* _EXERCISE TASK A_
Copy the part of the employment agreement excerpt that begins at the words "4. Licensing. Xxxxxxx" and stops after the words "principal of Xxxxxxx.".
* _EXERCISE TASK B_
Collect every line of the records that contains the word "helicopter".

#### SUPPLIED PASSAGE ####

4. Licensing. Xxxxxxx agrees during the term of employment to train and educate
Employee in certain securities laws of the United States, the rules of the
National Association of Securities Dealers, Inc. ("NASD"), and the various stock
exchanges of which Xxxxxxx is a member, the operation and functions of the
various securities markets, the execution of securities trading transactions,
customer advising, sales techniques, and such other requirements as shall be
necessary to qualify Employee as a licensed principal of Xxxxxxx.
5. Compliance. Employee agrees to comply with and abide by all the rules and
regulations of the securities industry as set forth in state and federal law,
and in the rules and regulations of governmental agencies and self-regulatory
bodies. Employee also agrees to comply with and abide by all internal rules and
policies of Xxxxxxx as may be established and amended from time to time.
6. Trade Secrets. Employee acknowledges and agrees that the identities of
Xxxxxxx'x customers, and all memoranda, notes, records, statements, reports, and
documents of every kind concerning customers or customer accounts, or concerning
Xxxxxxx'x internal operations and procedures, regardless of whether such
documents were created by Xxxxxxx, Xxxxxxx'x clearing broker, an employee or
affiliate of Xxxxxxx, or by the Employee, and including all originals, copies,
electronic and other data compilations (the "Records") are confidential business
records and trade secrets of Xxxxxxx, and are the sole property of Xxxxxxx.
Except as otherwise permitted by Xxxxxxx, Employee agrees to maintain the
Records in the strictest confidence, to not share any Records with any person
outside of Xxxxxxx, except as necessary in the interest of Xxxxxxx. Upon
Employee's termination, whether voluntary or involuntary, with or without cause,
or whenever Xxxxxxx may request, Employee shall immediately relinquish
possession to Xxxxxxx of all Records. Employee agrees that Employee will not at
any time assert or claim an ownership or property interest in the Records nor
use information from the Records in any manner that might adversely affect
Xxxxxxx'x best interests.

#### RECORDS ####

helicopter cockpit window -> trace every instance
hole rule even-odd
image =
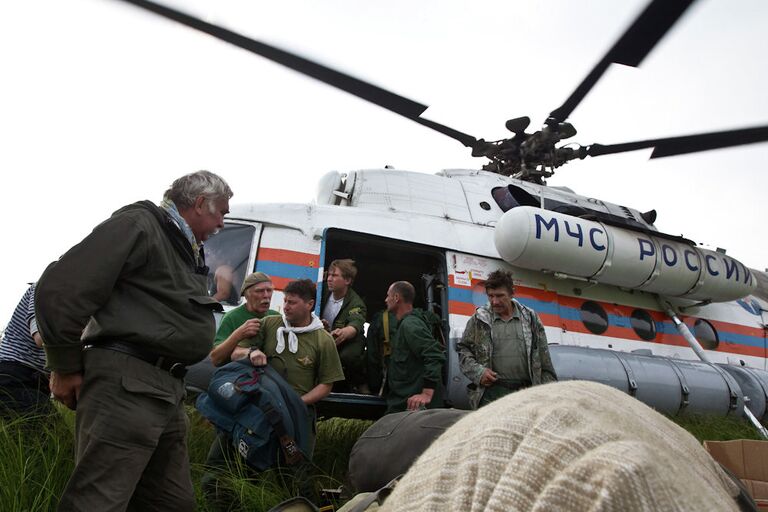
[[[608,314],[597,302],[588,300],[581,305],[581,321],[593,334],[603,334],[608,330]]]
[[[255,232],[253,226],[225,223],[224,229],[205,242],[208,293],[219,302],[232,306],[240,302]]]
[[[517,206],[538,207],[541,205],[537,198],[515,185],[496,187],[491,190],[491,195],[503,212],[509,211]]]
[[[711,323],[701,318],[697,318],[693,324],[693,335],[707,350],[717,350],[718,345],[720,345],[720,339],[715,328]]]

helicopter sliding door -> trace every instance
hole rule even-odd
[[[332,261],[347,258],[355,261],[357,277],[352,288],[365,302],[369,322],[376,313],[386,308],[384,299],[389,286],[395,281],[408,281],[416,290],[414,307],[431,310],[440,316],[444,324],[443,332],[447,334],[445,257],[441,249],[342,229],[325,230],[320,254],[321,268],[327,271]],[[325,274],[320,274],[321,278]],[[315,310],[318,315],[322,297],[327,293],[323,278],[318,283]],[[368,324],[365,328],[367,332]],[[378,395],[367,397],[349,395],[348,392],[344,383],[337,383],[334,393],[320,404],[321,413],[361,418],[375,418],[383,413],[384,403]],[[372,400],[374,398],[378,401]],[[345,410],[332,410],[334,407]]]

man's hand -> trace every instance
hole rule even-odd
[[[242,341],[246,338],[252,338],[256,336],[259,333],[259,329],[261,329],[261,320],[258,318],[251,318],[250,320],[246,320],[243,325],[235,329],[235,336],[239,341]]]
[[[248,354],[253,366],[264,366],[267,364],[267,354],[259,349],[256,349]]]
[[[357,335],[357,329],[352,327],[351,325],[348,325],[346,327],[342,327],[341,329],[334,329],[331,331],[331,336],[333,336],[333,340],[336,342],[336,346],[338,347],[345,341],[354,338]]]
[[[485,371],[483,371],[483,375],[480,377],[480,385],[484,388],[488,388],[493,386],[493,384],[499,379],[499,376],[496,372],[491,370],[490,368],[486,368]]]
[[[80,398],[80,386],[83,385],[82,373],[51,372],[51,395],[73,411],[77,408]]]
[[[432,395],[435,394],[434,389],[424,388],[418,395],[413,395],[408,399],[408,410],[418,411],[422,407],[426,407],[429,402],[432,401]]]

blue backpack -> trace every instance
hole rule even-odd
[[[237,453],[256,470],[309,458],[307,406],[269,365],[253,366],[244,359],[222,366],[196,407],[229,434]]]

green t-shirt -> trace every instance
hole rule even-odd
[[[221,319],[219,330],[216,331],[216,338],[213,340],[213,346],[221,345],[221,343],[229,338],[229,336],[241,325],[252,318],[264,318],[271,315],[280,315],[277,311],[268,309],[266,313],[251,313],[245,304],[230,310]]]
[[[297,334],[299,348],[295,354],[288,350],[288,335],[284,334],[285,349],[278,354],[277,329],[283,325],[281,316],[265,318],[259,333],[244,341],[248,342],[248,346],[258,347],[264,352],[269,364],[285,377],[299,395],[304,395],[318,384],[344,380],[336,343],[325,329]]]

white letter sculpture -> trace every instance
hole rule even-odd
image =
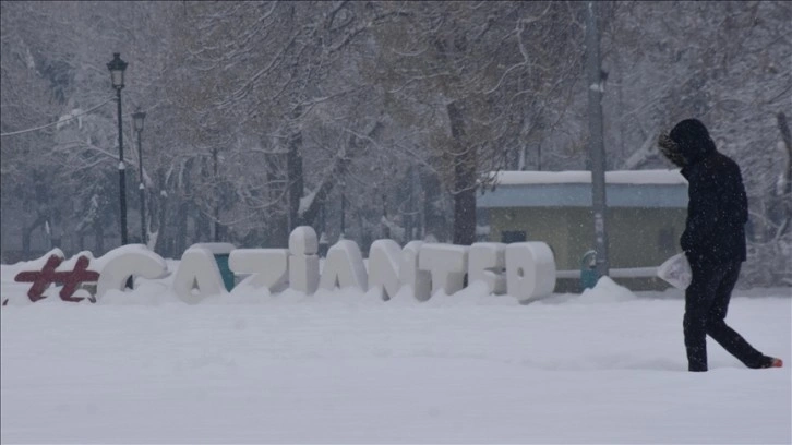
[[[173,291],[190,304],[196,304],[206,297],[228,293],[215,256],[208,249],[191,246],[184,251],[173,277]]]
[[[130,276],[157,279],[168,272],[165,260],[143,244],[129,244],[113,249],[94,260],[94,263],[101,269],[96,282],[97,301],[110,289],[123,291]]]
[[[468,254],[468,284],[483,281],[490,293],[506,293],[506,244],[477,242]]]
[[[506,246],[508,294],[520,301],[547,297],[555,288],[555,258],[543,242],[517,242]]]
[[[429,270],[432,274],[433,296],[440,289],[451,296],[465,287],[468,248],[454,244],[423,244],[418,265],[421,270]]]
[[[369,277],[358,243],[340,240],[327,251],[319,286],[325,290],[353,287],[365,291]]]
[[[261,289],[269,292],[281,288],[288,280],[289,251],[287,249],[237,249],[228,256],[228,268],[235,274],[250,276],[233,289]]]
[[[319,241],[310,226],[300,226],[289,236],[289,286],[305,294],[319,287]]]

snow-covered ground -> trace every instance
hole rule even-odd
[[[710,342],[686,372],[679,290],[609,279],[527,305],[350,291],[188,305],[161,282],[20,304],[2,266],[2,443],[792,442],[792,290],[728,321],[787,368]]]

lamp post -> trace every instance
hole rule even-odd
[[[128,63],[121,60],[119,52],[112,53],[112,60],[107,64],[112,79],[112,87],[116,88],[118,100],[118,176],[119,191],[121,194],[121,245],[127,244],[127,173],[123,164],[123,125],[121,123],[121,89],[123,88],[123,72]]]
[[[135,124],[135,132],[137,132],[137,170],[141,178],[141,183],[137,185],[137,190],[141,192],[141,243],[145,244],[146,240],[146,185],[143,181],[143,149],[141,148],[141,133],[143,132],[143,120],[146,118],[146,113],[137,109],[132,115],[132,121]]]

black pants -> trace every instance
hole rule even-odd
[[[734,285],[742,262],[727,264],[691,263],[693,281],[685,291],[682,323],[689,371],[707,371],[707,335],[748,368],[765,365],[765,356],[725,324]]]

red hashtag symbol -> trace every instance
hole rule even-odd
[[[55,272],[55,269],[63,262],[63,258],[57,255],[51,255],[44,268],[40,272],[21,272],[14,277],[16,282],[33,282],[31,289],[27,291],[27,297],[31,301],[36,302],[44,299],[44,291],[47,290],[51,284],[63,284],[63,288],[60,290],[60,298],[63,301],[81,301],[82,298],[72,297],[77,287],[84,281],[96,281],[99,279],[99,274],[94,270],[88,270],[88,257],[81,256],[77,258],[77,263],[74,265],[72,272]]]

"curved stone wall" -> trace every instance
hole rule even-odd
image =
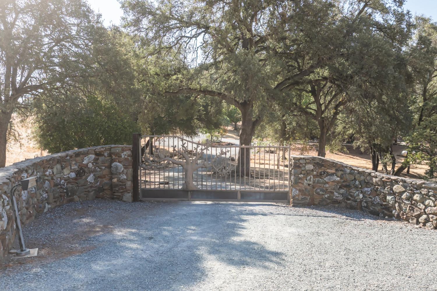
[[[437,228],[436,184],[320,157],[294,156],[290,166],[293,204],[336,204]]]
[[[10,192],[22,179],[38,177],[35,188],[15,191],[23,225],[70,202],[97,198],[132,201],[130,146],[104,146],[27,159],[0,169],[0,260],[12,246],[15,222]]]

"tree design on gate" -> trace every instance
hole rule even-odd
[[[229,174],[234,169],[232,165],[228,166],[226,159],[220,159],[224,156],[226,157],[229,150],[221,149],[220,152],[211,159],[211,162],[206,161],[199,163],[199,159],[203,155],[204,152],[211,148],[212,144],[209,139],[206,140],[206,144],[193,148],[193,150],[189,151],[186,146],[186,143],[184,142],[181,145],[182,149],[177,149],[176,146],[172,146],[173,152],[181,156],[185,160],[180,160],[173,159],[166,155],[165,152],[161,152],[158,147],[154,146],[153,153],[145,157],[144,163],[142,163],[141,167],[145,170],[153,168],[160,169],[164,168],[170,163],[180,166],[184,170],[184,179],[182,189],[187,191],[198,190],[193,181],[193,174],[194,171],[201,168],[207,168],[211,167],[215,173],[219,175]],[[199,149],[200,148],[200,149]],[[211,154],[212,155],[212,153]]]

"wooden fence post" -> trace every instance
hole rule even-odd
[[[139,201],[139,164],[141,155],[140,153],[141,134],[132,135],[132,198],[134,202]]]

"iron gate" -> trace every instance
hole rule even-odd
[[[291,202],[289,146],[135,134],[132,151],[139,200]]]

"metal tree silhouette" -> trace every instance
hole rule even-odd
[[[186,146],[185,144],[185,142],[182,143],[182,149],[176,149],[176,146],[172,146],[173,148],[173,152],[182,156],[185,160],[176,159],[170,156],[166,156],[165,153],[163,153],[160,150],[158,147],[155,146],[155,153],[153,155],[153,159],[145,159],[144,163],[141,164],[141,167],[146,170],[153,168],[160,169],[167,166],[170,163],[180,166],[184,169],[184,174],[182,189],[189,191],[198,190],[193,182],[193,174],[195,171],[199,169],[211,167],[215,170],[216,172],[225,175],[229,172],[226,170],[225,160],[223,162],[223,160],[222,160],[218,164],[217,162],[219,157],[223,156],[225,156],[229,150],[224,151],[222,149],[220,153],[216,155],[211,159],[211,163],[208,163],[207,159],[206,161],[198,163],[199,159],[203,155],[204,152],[211,147],[211,142],[209,139],[207,139],[206,144],[205,146],[200,147],[200,150],[199,146],[194,148],[193,149],[195,151],[192,153],[192,157],[190,157],[190,152]]]

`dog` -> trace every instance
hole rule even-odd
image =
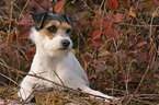
[[[81,65],[71,52],[72,40],[70,34],[73,20],[66,14],[33,13],[35,26],[32,27],[30,38],[35,43],[36,52],[29,74],[36,74],[83,92],[114,100],[99,91],[89,88],[89,80]],[[63,81],[63,83],[61,83]],[[20,86],[18,95],[24,101],[32,94],[35,84],[53,88],[54,84],[26,75]]]

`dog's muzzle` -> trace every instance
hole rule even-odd
[[[63,45],[61,50],[65,50],[65,49],[67,49],[69,47],[70,42],[68,39],[63,39],[61,40],[61,45]]]

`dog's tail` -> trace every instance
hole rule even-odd
[[[99,92],[99,91],[94,91],[94,90],[90,89],[89,86],[84,86],[84,88],[82,89],[82,91],[86,92],[86,93],[90,93],[90,94],[92,94],[92,95],[98,95],[98,96],[102,96],[102,97],[105,97],[105,98],[115,100],[115,97],[109,96],[109,95],[103,94],[103,93],[101,93],[101,92]],[[105,100],[105,102],[110,102],[110,101],[109,101],[109,100]]]

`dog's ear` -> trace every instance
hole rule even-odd
[[[36,27],[41,27],[44,21],[44,18],[47,15],[47,12],[44,13],[32,13],[32,19],[36,25]]]
[[[59,18],[63,18],[73,28],[73,20],[71,16],[66,15],[66,14],[58,14],[58,15],[59,15]]]

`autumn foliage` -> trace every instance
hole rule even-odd
[[[92,89],[123,105],[159,103],[158,0],[1,0],[1,86],[16,88],[30,70],[31,13],[46,11],[73,18],[72,51]]]

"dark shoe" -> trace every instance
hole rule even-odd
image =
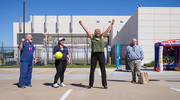
[[[136,81],[135,81],[135,80],[132,80],[131,83],[136,83]]]
[[[104,86],[104,89],[107,89],[108,87],[107,86]]]
[[[32,85],[27,85],[27,87],[32,87]]]
[[[22,89],[24,89],[24,88],[26,88],[25,86],[19,86],[18,88],[22,88]]]
[[[92,87],[92,86],[89,85],[89,86],[88,86],[88,89],[91,89],[91,87]]]

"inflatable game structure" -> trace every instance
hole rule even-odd
[[[156,42],[155,71],[180,71],[180,39]]]

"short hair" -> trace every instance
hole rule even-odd
[[[97,29],[94,30],[94,33],[95,33],[96,30],[99,30],[101,32],[101,30],[97,28]]]

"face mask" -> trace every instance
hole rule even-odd
[[[32,40],[29,40],[30,43],[32,43]]]

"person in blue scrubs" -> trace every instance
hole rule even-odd
[[[58,45],[54,47],[53,49],[53,56],[55,58],[55,67],[56,67],[56,74],[54,76],[54,84],[53,87],[57,88],[59,87],[59,84],[57,83],[58,79],[60,78],[60,86],[65,87],[66,85],[64,82],[64,72],[66,70],[67,66],[67,60],[70,63],[70,56],[68,52],[68,48],[64,46],[64,38],[59,38]],[[55,53],[60,51],[63,54],[63,57],[61,59],[56,58]]]
[[[20,77],[19,77],[19,88],[32,87],[31,77],[32,77],[32,61],[36,63],[35,48],[32,43],[32,36],[30,34],[26,35],[26,40],[22,39],[20,45],[18,46],[20,54]]]

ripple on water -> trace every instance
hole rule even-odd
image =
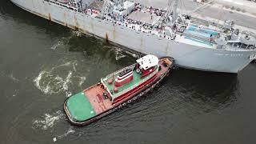
[[[46,94],[66,92],[66,96],[69,96],[70,84],[78,82],[81,86],[86,80],[85,76],[77,72],[77,62],[68,62],[50,70],[42,70],[34,79],[34,86]]]
[[[52,128],[60,119],[64,118],[65,114],[61,110],[53,114],[44,114],[40,118],[33,122],[33,128],[46,130]]]

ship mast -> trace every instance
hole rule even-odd
[[[178,18],[178,0],[168,0],[167,10],[166,10],[166,19],[171,17],[170,22],[174,24]]]

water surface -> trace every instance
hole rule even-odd
[[[235,74],[178,69],[159,88],[85,127],[66,97],[134,62],[91,37],[0,2],[0,143],[255,143],[256,64]]]

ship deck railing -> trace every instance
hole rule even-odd
[[[64,4],[64,3],[57,2],[57,1],[53,1],[53,0],[44,0],[44,1],[45,1],[45,2],[50,2],[50,3],[54,3],[54,4],[55,4],[55,5],[58,5],[58,6],[66,7],[66,8],[68,8],[68,9],[70,9],[70,10],[71,9],[71,10],[74,10],[74,11],[78,11],[78,8],[75,7],[75,6],[71,6],[68,5],[68,4]]]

####

* _WRITTEN RESPONSE A_
4. Licensing. Xxxxxxx agrees during the term of employment to train and educate
Employee in certain securities laws of the United States, the rules of the
National Association of Securities Dealers, Inc. ("NASD"), and the various stock
exchanges of which Xxxxxxx is a member, the operation and functions of the
various securities markets, the execution of securities trading transactions,
customer advising, sales techniques, and such other requirements as shall be
necessary to qualify Employee as a licensed principal of Xxxxxxx.

* _WRITTEN RESPONSE B_
helicopter cockpit window -> trace every instance
helicopter sliding door -> trace every instance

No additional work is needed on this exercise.